**KUTIPAN TEKS**
_ _ _ _ _ _ _

Efeknya kemudian, Indonesia diambil alih oleh Reformis Borjuis, tetapi 
persatuan mahasiswa juga tidak terwujud. 



                  Baru mulai paska 98 lahir beberapa organisasi mahasiswa 
nasional progresif yang terbentuk atas persatuan komite-komite aksi yang 
tersebar di kota-kota di Indonesia seperti Liga Mahasiswa Nasional untuk 
Demokrasi (LMND), Front Mahasiswa Nasional (FMN), Front Perjuangan Pemuda 
Indonesia (FPPI), Serikat Mahasiswa Indonesia (SMI) dan sebagainya. Di beberapa 
kota organisasi-organisasi tersebut dapat mengimbangi gerakan mahasiswa yang 
dipelihara selama rezim Orba berkuasa. Tetapi hanya berjarak tahunan beberapa 
organisasi mulai mengalami friksi internal dan kemudian terpecah-pecah kembali.



                  Perpecahan gerakan mahasiswa progresif merupakan sejarah yang 
sudah terjadi dan tidak perlu disesali dengan percuma. Ada banyak alasan kenapa 
organ-organ itu memisahkan diri. Tetapi perpecahan itu yang akan membuktikan 
bahwa gerakan mahasiswa kiri bukanlah gerakan yang akan mempertahankan simbol 
atau organisasi dan melupakan tujuan dan prinsip-prinsip perjuangan. Friksi dan 
perpecahan adalah bukti sekaligus ujian dalam dinamisasi gerakan mahasiswa 
progresif dalam wacana tentang gerakan dan perubahan. Dinamisasi tersebut 
memang anti klimaks, tetapi yang tidak bisa dihindari dari dinamisasi 
organ-organ tersebut adalah konsolidasi kembali dilakukan paska perpecahan.

_ _ _ _ _ _ _

**URAIAN LATIHAN**
Cetak ulang seluruh kutipan tentang gerakan mahasiswa progresif di atas tanpa mengubah satu kata pun.

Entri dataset

_ _ _ _ _ _ _

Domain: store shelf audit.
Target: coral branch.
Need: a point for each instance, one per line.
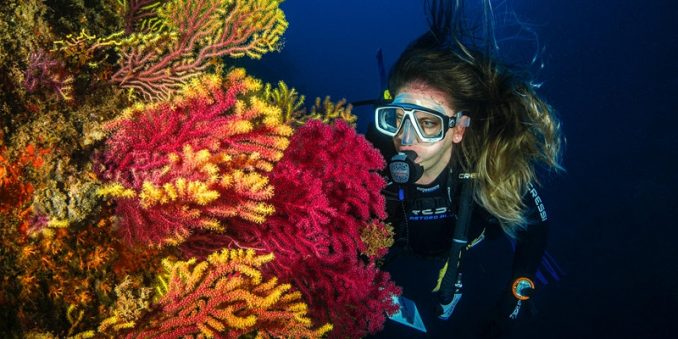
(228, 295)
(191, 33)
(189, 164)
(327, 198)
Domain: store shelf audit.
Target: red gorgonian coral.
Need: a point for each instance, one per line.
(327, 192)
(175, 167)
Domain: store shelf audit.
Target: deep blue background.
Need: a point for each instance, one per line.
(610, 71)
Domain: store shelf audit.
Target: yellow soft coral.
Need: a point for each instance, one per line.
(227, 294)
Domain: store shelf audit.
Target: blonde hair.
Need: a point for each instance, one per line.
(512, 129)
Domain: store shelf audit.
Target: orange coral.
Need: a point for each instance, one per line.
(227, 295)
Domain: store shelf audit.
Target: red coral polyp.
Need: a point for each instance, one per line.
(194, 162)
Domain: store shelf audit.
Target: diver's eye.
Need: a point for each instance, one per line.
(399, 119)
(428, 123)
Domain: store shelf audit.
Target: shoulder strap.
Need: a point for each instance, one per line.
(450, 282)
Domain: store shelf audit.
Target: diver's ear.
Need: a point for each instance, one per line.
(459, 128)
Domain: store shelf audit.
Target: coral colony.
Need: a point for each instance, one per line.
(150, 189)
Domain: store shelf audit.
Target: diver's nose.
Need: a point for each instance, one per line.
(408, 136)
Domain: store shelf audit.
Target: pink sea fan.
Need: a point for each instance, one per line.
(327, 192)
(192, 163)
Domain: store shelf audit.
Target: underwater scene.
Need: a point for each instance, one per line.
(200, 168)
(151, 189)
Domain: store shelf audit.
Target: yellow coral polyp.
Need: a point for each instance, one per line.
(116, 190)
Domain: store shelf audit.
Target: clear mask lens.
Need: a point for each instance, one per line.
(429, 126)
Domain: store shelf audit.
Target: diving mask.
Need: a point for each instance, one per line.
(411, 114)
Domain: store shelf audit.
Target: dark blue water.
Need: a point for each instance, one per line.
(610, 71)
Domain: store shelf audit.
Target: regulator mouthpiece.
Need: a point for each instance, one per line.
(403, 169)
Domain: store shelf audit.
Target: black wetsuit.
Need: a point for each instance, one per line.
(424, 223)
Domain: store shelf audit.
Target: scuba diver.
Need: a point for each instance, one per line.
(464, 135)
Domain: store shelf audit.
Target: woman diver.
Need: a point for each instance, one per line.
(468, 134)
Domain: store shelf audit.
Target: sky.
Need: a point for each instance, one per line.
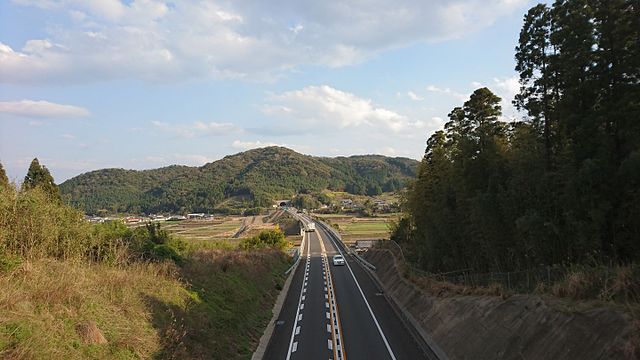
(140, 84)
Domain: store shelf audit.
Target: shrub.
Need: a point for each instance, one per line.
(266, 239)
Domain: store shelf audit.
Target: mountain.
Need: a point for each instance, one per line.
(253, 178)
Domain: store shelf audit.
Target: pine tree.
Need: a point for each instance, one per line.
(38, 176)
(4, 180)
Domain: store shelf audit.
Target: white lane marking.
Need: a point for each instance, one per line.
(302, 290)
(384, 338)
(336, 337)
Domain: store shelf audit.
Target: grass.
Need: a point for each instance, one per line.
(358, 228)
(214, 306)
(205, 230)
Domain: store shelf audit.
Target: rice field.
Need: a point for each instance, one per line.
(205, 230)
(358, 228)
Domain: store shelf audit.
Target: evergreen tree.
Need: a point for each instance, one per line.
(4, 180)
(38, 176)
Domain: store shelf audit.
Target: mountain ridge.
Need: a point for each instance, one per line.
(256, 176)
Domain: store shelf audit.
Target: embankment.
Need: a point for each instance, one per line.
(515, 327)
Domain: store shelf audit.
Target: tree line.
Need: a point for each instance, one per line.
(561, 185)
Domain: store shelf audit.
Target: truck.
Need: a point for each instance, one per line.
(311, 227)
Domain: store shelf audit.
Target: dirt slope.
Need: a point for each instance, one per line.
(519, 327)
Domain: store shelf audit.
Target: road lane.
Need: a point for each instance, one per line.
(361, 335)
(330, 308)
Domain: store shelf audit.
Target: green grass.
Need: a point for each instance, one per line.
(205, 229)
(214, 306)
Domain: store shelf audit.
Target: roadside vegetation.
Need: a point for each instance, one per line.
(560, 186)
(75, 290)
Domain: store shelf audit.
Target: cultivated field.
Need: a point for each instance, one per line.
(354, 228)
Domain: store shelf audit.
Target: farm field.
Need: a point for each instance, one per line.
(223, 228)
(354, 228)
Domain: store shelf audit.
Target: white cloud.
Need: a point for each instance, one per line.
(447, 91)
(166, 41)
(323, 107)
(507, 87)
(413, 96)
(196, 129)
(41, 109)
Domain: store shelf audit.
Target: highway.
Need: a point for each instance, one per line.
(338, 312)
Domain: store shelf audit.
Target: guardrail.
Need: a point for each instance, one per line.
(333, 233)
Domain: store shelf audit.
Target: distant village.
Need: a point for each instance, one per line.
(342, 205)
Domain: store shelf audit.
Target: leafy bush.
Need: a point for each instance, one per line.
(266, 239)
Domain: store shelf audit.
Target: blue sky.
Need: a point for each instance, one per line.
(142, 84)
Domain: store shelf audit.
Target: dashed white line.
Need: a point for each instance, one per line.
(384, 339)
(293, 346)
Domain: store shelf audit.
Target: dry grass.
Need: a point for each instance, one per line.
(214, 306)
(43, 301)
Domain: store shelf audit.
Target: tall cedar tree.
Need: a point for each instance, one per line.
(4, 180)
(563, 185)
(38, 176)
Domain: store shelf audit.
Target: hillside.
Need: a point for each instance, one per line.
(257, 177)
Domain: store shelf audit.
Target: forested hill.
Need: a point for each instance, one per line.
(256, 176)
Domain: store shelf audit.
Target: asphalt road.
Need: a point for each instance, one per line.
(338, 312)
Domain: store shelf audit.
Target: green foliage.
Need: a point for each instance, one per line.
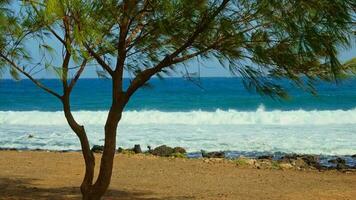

_ _ _ _ _ _ _

**JAWABAN TUGAS**
Efeknya kemudian, Indonesia diambil alih oleh Reformis Borjuis, tetapi 
persatuan mahasiswa juga tidak terwujud. 



                  Baru mulai paska 98 lahir beberapa organisasi mahasiswa 
nasional progresif yang terbentuk atas persatuan komite-komite aksi yang 
tersebar di kota-kota di Indonesia seperti Liga Mahasiswa Nasional untuk 
Demokrasi (LMND), Front Mahasiswa Nasional (FMN), Front Perjuangan Pemuda 
Indonesia (FPPI), Serikat Mahasiswa Indonesia (SMI) dan sebagainya. Di beberapa 
kota organisasi-organisasi tersebut dapat mengimbangi gerakan mahasiswa yang 
dipelihara selama rezim Orba berkuasa. Tetapi hanya berjarak tahunan beberapa 
organisasi mulai mengalami friksi internal dan kemudian terpecah-pecah kembali.



                  Perpecahan gerakan mahasiswa progresif merupakan sejarah yang 
sudah terjadi dan tidak perlu disesali dengan percuma. Ada banyak alasan kenapa 
organ-organ itu memisahkan diri. Tetapi perpecahan itu yang akan membuktikan 
bahwa gerakan mahasiswa kiri bukanlah gerakan yang akan mempertahankan simbol 
atau organisasi dan melupakan tujuan dan prinsip-prinsip perjuangan. Friksi dan 
perpecahan adalah bukti sekaligus ujian dalam dinamisasi gerakan mahasiswa 
progresif dalam wacana tentang gerakan dan perubahan. Dinamisasi tersebut 
memang anti klimaks, tetapi yang tidak bisa dihindari dari dinamisasi 
organ-organ tersebut adalah konsolidasi kembali dilakukan paska perpecahan.